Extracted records
○ ○ ○ ○ ○
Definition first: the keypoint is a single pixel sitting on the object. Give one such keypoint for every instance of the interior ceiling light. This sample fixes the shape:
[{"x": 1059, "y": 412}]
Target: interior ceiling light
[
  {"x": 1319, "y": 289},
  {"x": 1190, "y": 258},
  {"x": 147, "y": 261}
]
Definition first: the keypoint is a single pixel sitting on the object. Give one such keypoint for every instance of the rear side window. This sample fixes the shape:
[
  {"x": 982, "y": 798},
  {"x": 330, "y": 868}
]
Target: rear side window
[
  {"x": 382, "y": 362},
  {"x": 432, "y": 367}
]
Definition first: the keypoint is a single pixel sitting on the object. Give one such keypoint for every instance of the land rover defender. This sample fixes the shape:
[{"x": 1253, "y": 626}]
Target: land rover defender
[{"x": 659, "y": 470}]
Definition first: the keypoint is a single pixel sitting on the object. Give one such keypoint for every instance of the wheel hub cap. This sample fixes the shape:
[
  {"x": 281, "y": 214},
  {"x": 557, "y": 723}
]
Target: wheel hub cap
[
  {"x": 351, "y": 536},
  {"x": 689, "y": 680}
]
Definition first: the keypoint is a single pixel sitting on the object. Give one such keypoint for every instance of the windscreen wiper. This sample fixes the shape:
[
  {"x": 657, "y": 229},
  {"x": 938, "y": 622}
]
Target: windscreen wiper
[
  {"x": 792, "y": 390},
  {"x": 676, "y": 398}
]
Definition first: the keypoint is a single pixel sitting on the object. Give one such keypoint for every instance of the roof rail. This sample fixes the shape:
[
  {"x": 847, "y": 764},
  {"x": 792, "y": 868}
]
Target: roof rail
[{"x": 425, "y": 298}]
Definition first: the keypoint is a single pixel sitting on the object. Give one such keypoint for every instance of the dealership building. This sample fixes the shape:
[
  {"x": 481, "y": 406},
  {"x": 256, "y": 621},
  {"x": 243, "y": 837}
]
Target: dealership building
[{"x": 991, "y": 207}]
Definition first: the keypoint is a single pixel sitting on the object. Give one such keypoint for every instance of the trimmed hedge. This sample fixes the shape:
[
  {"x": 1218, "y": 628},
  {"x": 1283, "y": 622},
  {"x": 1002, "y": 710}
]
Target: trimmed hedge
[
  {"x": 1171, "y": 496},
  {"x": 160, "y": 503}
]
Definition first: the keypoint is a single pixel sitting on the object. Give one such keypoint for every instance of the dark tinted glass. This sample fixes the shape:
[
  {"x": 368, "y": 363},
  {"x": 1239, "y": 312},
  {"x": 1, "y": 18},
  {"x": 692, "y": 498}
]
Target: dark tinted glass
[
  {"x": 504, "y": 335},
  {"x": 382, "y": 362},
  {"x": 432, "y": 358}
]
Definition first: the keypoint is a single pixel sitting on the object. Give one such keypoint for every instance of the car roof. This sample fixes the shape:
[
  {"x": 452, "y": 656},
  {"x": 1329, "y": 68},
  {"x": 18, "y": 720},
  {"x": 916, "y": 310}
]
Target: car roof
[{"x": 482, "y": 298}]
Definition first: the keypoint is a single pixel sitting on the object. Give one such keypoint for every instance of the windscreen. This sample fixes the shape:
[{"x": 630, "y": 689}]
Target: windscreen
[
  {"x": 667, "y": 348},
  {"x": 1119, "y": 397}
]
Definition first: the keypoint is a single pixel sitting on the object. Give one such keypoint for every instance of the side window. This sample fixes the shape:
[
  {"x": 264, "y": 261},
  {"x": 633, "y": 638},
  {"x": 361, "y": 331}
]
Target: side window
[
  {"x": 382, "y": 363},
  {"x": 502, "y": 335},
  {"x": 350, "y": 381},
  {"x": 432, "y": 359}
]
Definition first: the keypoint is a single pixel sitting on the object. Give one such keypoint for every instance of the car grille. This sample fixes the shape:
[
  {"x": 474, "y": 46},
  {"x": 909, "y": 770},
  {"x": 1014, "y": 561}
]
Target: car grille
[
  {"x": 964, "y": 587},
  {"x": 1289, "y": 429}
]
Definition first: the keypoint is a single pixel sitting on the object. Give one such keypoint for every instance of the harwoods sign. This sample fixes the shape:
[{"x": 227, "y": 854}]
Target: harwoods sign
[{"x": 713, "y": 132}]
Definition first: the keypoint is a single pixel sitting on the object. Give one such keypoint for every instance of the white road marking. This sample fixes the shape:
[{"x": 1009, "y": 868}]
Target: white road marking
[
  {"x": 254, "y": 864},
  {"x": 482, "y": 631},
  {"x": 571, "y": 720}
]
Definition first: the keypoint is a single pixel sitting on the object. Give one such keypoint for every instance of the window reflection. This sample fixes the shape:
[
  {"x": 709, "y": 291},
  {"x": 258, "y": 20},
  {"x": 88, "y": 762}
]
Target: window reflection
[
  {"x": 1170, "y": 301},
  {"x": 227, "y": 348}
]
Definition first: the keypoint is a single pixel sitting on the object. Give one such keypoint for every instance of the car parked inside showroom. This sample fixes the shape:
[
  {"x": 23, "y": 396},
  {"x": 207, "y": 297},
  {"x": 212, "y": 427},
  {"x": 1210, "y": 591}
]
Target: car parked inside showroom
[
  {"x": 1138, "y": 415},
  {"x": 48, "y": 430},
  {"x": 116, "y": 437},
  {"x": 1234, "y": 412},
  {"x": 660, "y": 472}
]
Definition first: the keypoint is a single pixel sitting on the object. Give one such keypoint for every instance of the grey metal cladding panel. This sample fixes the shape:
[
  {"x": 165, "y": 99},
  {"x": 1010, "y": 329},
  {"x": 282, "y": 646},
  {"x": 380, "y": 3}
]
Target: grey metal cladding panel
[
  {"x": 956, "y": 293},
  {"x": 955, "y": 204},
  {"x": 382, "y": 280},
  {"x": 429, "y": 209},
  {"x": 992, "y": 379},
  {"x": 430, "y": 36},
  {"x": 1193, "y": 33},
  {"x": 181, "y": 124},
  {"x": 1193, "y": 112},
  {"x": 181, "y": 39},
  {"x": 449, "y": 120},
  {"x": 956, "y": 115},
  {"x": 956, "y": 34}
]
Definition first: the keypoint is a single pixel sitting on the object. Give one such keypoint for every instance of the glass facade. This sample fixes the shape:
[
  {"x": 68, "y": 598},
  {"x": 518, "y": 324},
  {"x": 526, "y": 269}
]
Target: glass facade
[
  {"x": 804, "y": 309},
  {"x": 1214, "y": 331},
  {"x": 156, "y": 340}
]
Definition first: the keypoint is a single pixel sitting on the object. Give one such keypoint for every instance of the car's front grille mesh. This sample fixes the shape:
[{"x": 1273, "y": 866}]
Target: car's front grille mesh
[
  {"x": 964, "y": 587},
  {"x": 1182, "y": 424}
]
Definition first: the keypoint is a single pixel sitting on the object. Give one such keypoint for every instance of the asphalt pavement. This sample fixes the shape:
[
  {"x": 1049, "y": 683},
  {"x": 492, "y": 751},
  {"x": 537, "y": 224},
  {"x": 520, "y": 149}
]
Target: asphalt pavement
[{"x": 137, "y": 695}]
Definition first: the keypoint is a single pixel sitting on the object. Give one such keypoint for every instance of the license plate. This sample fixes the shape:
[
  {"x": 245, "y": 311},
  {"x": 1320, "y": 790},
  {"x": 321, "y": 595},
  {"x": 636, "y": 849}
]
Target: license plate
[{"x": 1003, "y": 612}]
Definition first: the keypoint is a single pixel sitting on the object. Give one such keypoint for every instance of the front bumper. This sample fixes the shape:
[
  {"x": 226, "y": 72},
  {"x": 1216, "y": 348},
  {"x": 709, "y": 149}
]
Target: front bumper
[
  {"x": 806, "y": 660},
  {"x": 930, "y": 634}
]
○ ○ ○ ○ ○
YOUR INSTRUCTIONS: All of the data above needs to be written out exactly.

SOLUTION TO THE EXERCISE:
Definition first: the keypoint is a single pixel sitting on the object. Give one such keypoint for every instance of the interior ceiling light. This sample fixes the shape:
[{"x": 1059, "y": 412}]
Target: interior ceiling light
[
  {"x": 1319, "y": 289},
  {"x": 1190, "y": 258},
  {"x": 147, "y": 261}
]
Definition first: the keypoint is a single pixel sitting on the object. Give one such keypoint for every instance of the rear side window. This sample fixes the shape:
[
  {"x": 982, "y": 798},
  {"x": 330, "y": 868}
]
Target: rear side window
[
  {"x": 382, "y": 362},
  {"x": 432, "y": 367}
]
Definition first: the keypoint is a single pixel sitting on the object. Give one such keypoint for every instance of the land rover defender. This sample fixes the shape:
[{"x": 1253, "y": 626}]
Target: land rover defender
[{"x": 659, "y": 470}]
Definition first: the keypoint is a single pixel sitting on the object. Give one such keypoint for every instance of the wheel hub cap. This sample fixes the shape:
[
  {"x": 281, "y": 214},
  {"x": 557, "y": 723}
]
Target: wheel hub cap
[
  {"x": 351, "y": 536},
  {"x": 689, "y": 680}
]
Definition first: the keypoint is a single pixel sitting on the object. Give one such keypoint for every instance of the windscreen wiper. This sample fixes the shape:
[
  {"x": 657, "y": 229},
  {"x": 938, "y": 622}
]
Target: windscreen wiper
[
  {"x": 792, "y": 390},
  {"x": 676, "y": 398}
]
Definition first: the keypoint is a single pixel sitting on the object. Give one such keypoint for every instance of the roof rail. This sample fixes the shape:
[
  {"x": 847, "y": 764},
  {"x": 792, "y": 868}
]
Target: roof rail
[{"x": 425, "y": 298}]
Definition first: the keypoint is a single pixel sitting on the object. Give one such keypoint for every instance of the dealership building. This sample fixes the shape:
[
  {"x": 481, "y": 406},
  {"x": 256, "y": 621},
  {"x": 243, "y": 837}
]
Target: dealership building
[{"x": 991, "y": 207}]
Definition first: the keypoint is a single pixel sitting on the object. Give one such keypoint for every instance of the trimmed hedge. This sample fixes the shape:
[
  {"x": 1218, "y": 628},
  {"x": 1283, "y": 622},
  {"x": 1002, "y": 710}
]
Target: trimmed hedge
[
  {"x": 1171, "y": 496},
  {"x": 160, "y": 503}
]
Definition first: the keypoint is a single pixel sitting on the object. Give one such keypoint for every instance of the dark tinted glass. This sample fixes the shape:
[
  {"x": 368, "y": 363},
  {"x": 1239, "y": 312},
  {"x": 1, "y": 18},
  {"x": 692, "y": 498}
]
Target: dark tinted glass
[
  {"x": 504, "y": 335},
  {"x": 382, "y": 362},
  {"x": 432, "y": 358}
]
Definition first: the keypoint is a single pixel sitting on the object. Give one such keypoint for every instance of the car roof. This sample fixes the shape:
[
  {"x": 452, "y": 656},
  {"x": 1329, "y": 68},
  {"x": 18, "y": 720},
  {"x": 916, "y": 310}
]
Target: car roof
[{"x": 482, "y": 298}]
Definition first: the keypoint is a single pixel sitting on the object. Give one such keypoint for every instance of the windscreen. This sample fixes the shape:
[{"x": 630, "y": 689}]
Target: windscreen
[
  {"x": 667, "y": 348},
  {"x": 1119, "y": 397}
]
Definition first: the keypoint is a single pixel sitting on the object. Give one such keypoint for every instance of the side window. This sample fixes the shape:
[
  {"x": 264, "y": 261},
  {"x": 633, "y": 638},
  {"x": 361, "y": 331}
]
Target: side window
[
  {"x": 382, "y": 363},
  {"x": 502, "y": 335},
  {"x": 350, "y": 381},
  {"x": 432, "y": 359}
]
Definition first: the keypoint is a single pixel sitting on the object. Give one such keypoint for every instance of the car grille. This sample fixes the shape:
[
  {"x": 474, "y": 46},
  {"x": 909, "y": 770},
  {"x": 1014, "y": 561}
]
Target: car grille
[
  {"x": 964, "y": 587},
  {"x": 1289, "y": 429}
]
Definition first: the keypoint is a single pixel sitting on the object. Give one such keypoint for every instance of the harwoods sign. This sample fixes the shape:
[{"x": 227, "y": 854}]
Target: harwoods sign
[{"x": 713, "y": 132}]
Definition first: the keypoint is a single pixel sitting on the object. Give one such keypoint for every instance of the white road marking. This sample fixes the shape:
[{"x": 1009, "y": 868}]
Target: white road marking
[
  {"x": 254, "y": 864},
  {"x": 482, "y": 631},
  {"x": 571, "y": 720}
]
Definition first: the keypoint is a single pixel sitting on the object. Give one such keypoint for every instance of the window reflection. This sample fixes the shape:
[
  {"x": 709, "y": 291},
  {"x": 258, "y": 20},
  {"x": 88, "y": 762}
]
Target: window reflection
[
  {"x": 1170, "y": 301},
  {"x": 227, "y": 348}
]
Definition first: the keypoint is a single pixel sitting on the object. Give one such keypoint for every instance of the car parked inside showroom. This sample fixes the shape:
[
  {"x": 23, "y": 396},
  {"x": 207, "y": 297},
  {"x": 212, "y": 427},
  {"x": 1210, "y": 591}
]
Target: car parked inside showroom
[
  {"x": 1138, "y": 415},
  {"x": 48, "y": 430},
  {"x": 116, "y": 437},
  {"x": 1234, "y": 412},
  {"x": 660, "y": 472}
]
Definition first: the keypoint is a single pixel sitting on the object. Give one such keypoint for every instance of the grey metal cladding panel. This sample fixes the shape:
[
  {"x": 165, "y": 99},
  {"x": 1010, "y": 329},
  {"x": 282, "y": 646},
  {"x": 380, "y": 3}
]
Target: grey metal cladding panel
[
  {"x": 956, "y": 293},
  {"x": 955, "y": 204},
  {"x": 382, "y": 280},
  {"x": 429, "y": 209},
  {"x": 992, "y": 379},
  {"x": 430, "y": 36},
  {"x": 1193, "y": 33},
  {"x": 181, "y": 124},
  {"x": 1193, "y": 112},
  {"x": 181, "y": 39},
  {"x": 449, "y": 120},
  {"x": 956, "y": 115},
  {"x": 956, "y": 34}
]
Definition first: the keypoint is a single pixel sitting on the object. Give one such keypoint for every instance of the glass facade. This sample fixes the shape:
[
  {"x": 68, "y": 598},
  {"x": 518, "y": 324},
  {"x": 526, "y": 269}
]
Target: glass facade
[
  {"x": 804, "y": 309},
  {"x": 1214, "y": 331},
  {"x": 156, "y": 340}
]
Definition first: the keypoint is a single pixel sitting on the object. Give one such keypoint for every instance of the car's front grille mesh. This sample fixes the shape:
[{"x": 1273, "y": 866}]
Target: car's front grille mesh
[
  {"x": 964, "y": 587},
  {"x": 1182, "y": 424}
]
Definition first: the keypoint is a single pixel sitting on the object. Give one such keypoint for every instance of the asphalt pavement. This sample fixes the shape:
[
  {"x": 1049, "y": 683},
  {"x": 492, "y": 751},
  {"x": 537, "y": 224},
  {"x": 520, "y": 149}
]
Target: asphalt pavement
[{"x": 137, "y": 695}]
Definition first: the keypoint is a single pixel sitting on the object. Give one such keypoint for every instance of the license plate. This sample fixes the shape:
[
  {"x": 245, "y": 311},
  {"x": 1320, "y": 790},
  {"x": 321, "y": 595},
  {"x": 636, "y": 849}
]
Target: license plate
[{"x": 1003, "y": 612}]
Definition first: the keypoint is a single pixel sitting on the object. Give one such keypoint for every instance of the front bumper. This sample fixes the shape:
[
  {"x": 226, "y": 72},
  {"x": 1216, "y": 348},
  {"x": 709, "y": 149}
]
Target: front bumper
[
  {"x": 806, "y": 660},
  {"x": 930, "y": 634}
]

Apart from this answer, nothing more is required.